Functional connectivity between regions of interest is typically determined on the basis of synchrony in low-frequency fluctuations (Biswal et al., 1995); therefore, removing higher frequencies using a low-pass filter may effectively remove noise from the time series while retaining signal of interest. For a contrasting view, see Boubela et al. (2013). Set regress_lopass to n (Nyquist) to allow all low frequencies to pass.:

# Band-pass filter with pass-band 0.01-0.08 Hz
regress_hipass[cxt]=0.01
regress_lopass[cxt]=0.08

# High-pass-only filter (>0.01 Hz)
regress_hipass[cxt]=0.01
regress_lopass[cxt]=n

# Low-pass-only filter (<0.1 Hz)
regress_hipass[cxt]=0
regress_lopass[cxt]=0.1

High-pass filters can be used to remove very-low-frequency drift from an acquisition; this is a form of scanner noise. The demean/detrend option additionally removes linear and polynomial drift. Set regress_hipass to 0 to allow all high frequencies to pass.

regress_sptf and regress_smo: Spatial smoothing parameters.

Endemic noise, for instance due to physiological signals or scanner activity, can introduce spurious or artefactual results in single voxels. The effects of noise-related artefacts can be mitigated by spatially filtering the data, thus dramatically increasing the signal-to-noise ratio. However, spatial smoothing is not without its costs: it effectively reduces volumetric resolution by blurring signals from adjacent voxels. The spatial smoothing implemented in the regress module (i) keeps the unsmoothed analyte image for downstream use and (ii) creates a derivative image that is smoothed using the specified kernel. This allows either the smoothed or the unsmoothed version of the image to be used in any downstream modules as appropriate.:

# No smoothing
regress_sptf[cxt]=none
regress_smo[cxt]=0

# Gaussian kernel (fslmaths) of FWHM 6 mm
regress_sptf[cxt]=gaussian
regress_smo[cxt]=6

# SUSAN kernel (FSL's SUSAN) of FWHM 4 mm
regress_sptf[cxt]=susan
regress_smo[cxt]=4

# Uniform kernel (AFNI's 3dBlurToFWHM) of FWHM 5 mm
regress_sptf[cxt]=uniform
regress_smo[cxt]=5

regress_sptf specifies the type of spatial filter to apply for smoothing, while regress_smo specifies the full-width at half-maximum (FWHM) of the smoothing kernel in mm.

Material>
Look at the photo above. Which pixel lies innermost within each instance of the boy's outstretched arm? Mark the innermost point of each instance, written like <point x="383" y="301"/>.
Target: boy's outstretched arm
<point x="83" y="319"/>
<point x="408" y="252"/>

Stated task>
Write what comes next in the source text on filtering and smoothing settings, starting after its final sentence.

Output for this task>
  • Gaussian smoothing applies the same Gaussian smoothing kernel across the entire volume.
  • SUSAN-based smoothing restricts mixing of signals from disparate tissue classes (Smith and Brady, 1997).
  • Uniform smoothing applies smoothing to all voxels until the smoothness computed at every voxel attains the target value.
  • Uniform smoothing may be used as a compensatory mechanism to reduce the effects of subject motion on the final processed image (Scheinost et al., 2014).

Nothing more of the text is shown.